[Start of Attachment]

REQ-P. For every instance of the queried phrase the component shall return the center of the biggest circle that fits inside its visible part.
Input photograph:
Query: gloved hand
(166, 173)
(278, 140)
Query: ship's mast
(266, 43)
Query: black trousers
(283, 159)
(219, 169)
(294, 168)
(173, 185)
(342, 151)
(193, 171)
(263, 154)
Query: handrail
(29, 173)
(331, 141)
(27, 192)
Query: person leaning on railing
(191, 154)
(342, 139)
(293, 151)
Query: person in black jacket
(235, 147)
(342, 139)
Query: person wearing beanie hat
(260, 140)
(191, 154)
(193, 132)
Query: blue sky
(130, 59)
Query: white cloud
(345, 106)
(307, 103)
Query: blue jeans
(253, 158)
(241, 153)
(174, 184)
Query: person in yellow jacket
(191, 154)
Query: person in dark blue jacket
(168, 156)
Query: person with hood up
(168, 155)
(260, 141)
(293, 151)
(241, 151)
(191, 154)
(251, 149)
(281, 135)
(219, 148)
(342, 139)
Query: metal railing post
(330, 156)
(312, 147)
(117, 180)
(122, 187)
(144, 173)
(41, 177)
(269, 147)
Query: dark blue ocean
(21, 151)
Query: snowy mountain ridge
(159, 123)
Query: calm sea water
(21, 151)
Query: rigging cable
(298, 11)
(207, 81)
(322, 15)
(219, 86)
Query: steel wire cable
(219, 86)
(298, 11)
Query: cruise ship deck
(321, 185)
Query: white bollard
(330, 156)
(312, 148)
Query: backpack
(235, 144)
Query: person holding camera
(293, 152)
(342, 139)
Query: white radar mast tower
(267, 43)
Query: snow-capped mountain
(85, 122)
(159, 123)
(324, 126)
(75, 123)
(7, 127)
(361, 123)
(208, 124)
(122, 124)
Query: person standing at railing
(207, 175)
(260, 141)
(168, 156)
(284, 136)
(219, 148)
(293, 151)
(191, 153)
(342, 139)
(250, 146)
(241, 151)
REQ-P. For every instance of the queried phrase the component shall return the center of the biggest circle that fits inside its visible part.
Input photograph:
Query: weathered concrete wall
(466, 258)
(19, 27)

[End of Attachment]
[Start of Attachment]

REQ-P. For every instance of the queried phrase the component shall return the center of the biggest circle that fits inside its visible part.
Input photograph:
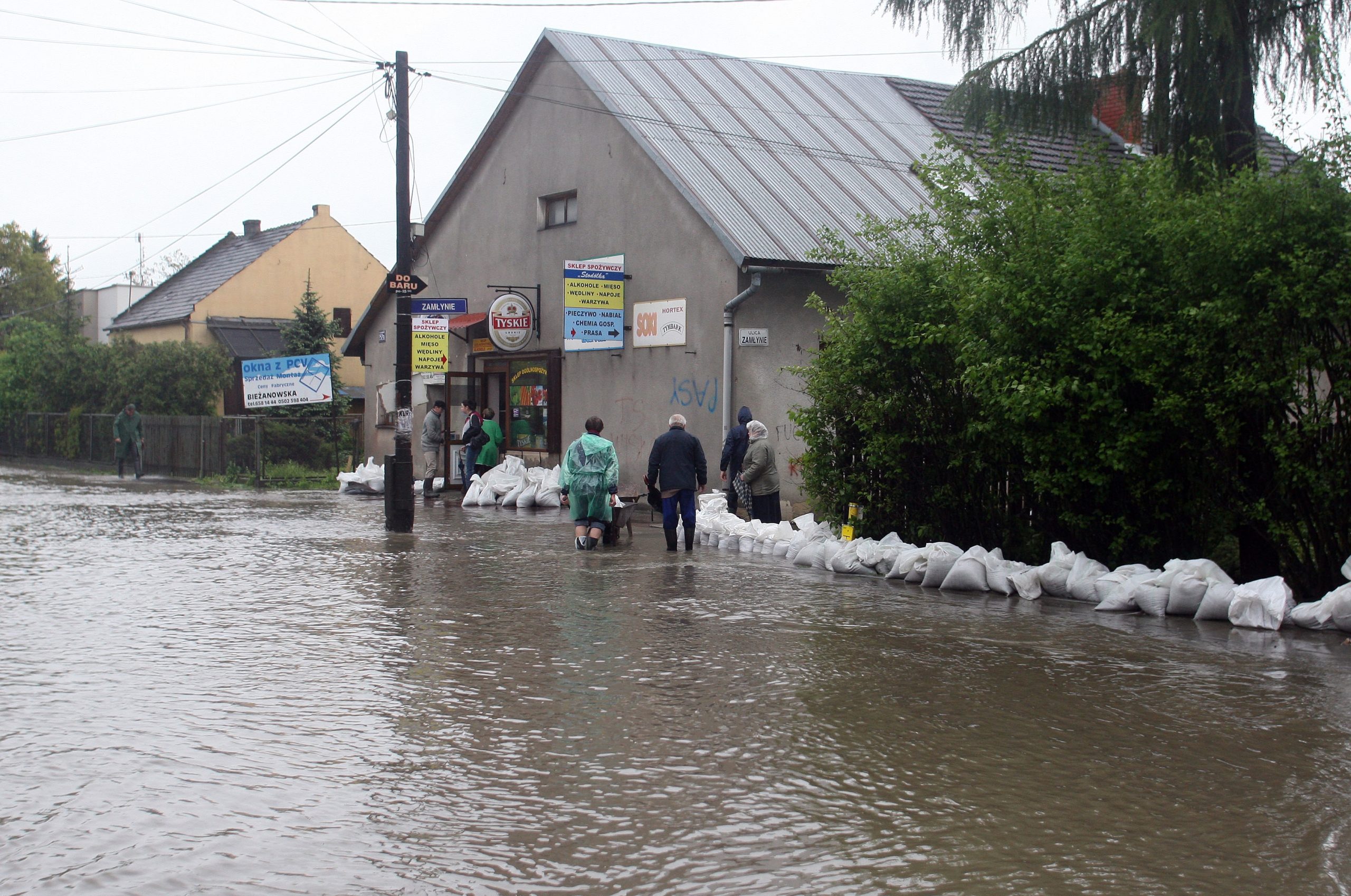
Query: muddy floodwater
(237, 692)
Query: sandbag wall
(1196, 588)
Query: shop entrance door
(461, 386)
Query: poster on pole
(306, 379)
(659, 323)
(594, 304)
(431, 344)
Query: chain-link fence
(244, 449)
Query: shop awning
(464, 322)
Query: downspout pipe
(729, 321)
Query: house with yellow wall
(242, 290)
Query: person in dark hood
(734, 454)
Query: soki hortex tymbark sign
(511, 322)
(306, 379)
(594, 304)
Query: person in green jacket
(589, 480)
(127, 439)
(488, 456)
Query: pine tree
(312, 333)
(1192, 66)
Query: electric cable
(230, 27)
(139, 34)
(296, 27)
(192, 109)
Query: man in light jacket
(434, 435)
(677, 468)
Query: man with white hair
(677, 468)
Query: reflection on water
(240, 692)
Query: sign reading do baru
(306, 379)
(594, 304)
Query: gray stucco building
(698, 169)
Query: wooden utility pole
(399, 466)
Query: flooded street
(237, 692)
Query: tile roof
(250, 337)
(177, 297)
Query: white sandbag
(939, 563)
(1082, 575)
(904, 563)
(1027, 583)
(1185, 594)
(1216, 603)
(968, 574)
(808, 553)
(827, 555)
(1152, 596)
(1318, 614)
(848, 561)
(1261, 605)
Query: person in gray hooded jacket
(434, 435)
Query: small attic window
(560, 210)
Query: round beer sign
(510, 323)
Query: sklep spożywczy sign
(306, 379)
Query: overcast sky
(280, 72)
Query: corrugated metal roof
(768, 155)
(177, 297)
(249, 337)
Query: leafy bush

[End of Attachment]

**Exercise details:** Taking the records above, retype every line from the one with "Query: round beer sign" down to the one with "Query: leafy bush", exactly and with nothing else.

**Answer to this task:**
Query: round beer sign
(510, 323)
Query: sklep spożywczy sign
(306, 379)
Query: overcast sky
(280, 72)
Query: corrugated metal roof
(768, 155)
(177, 297)
(249, 337)
Query: leafy bush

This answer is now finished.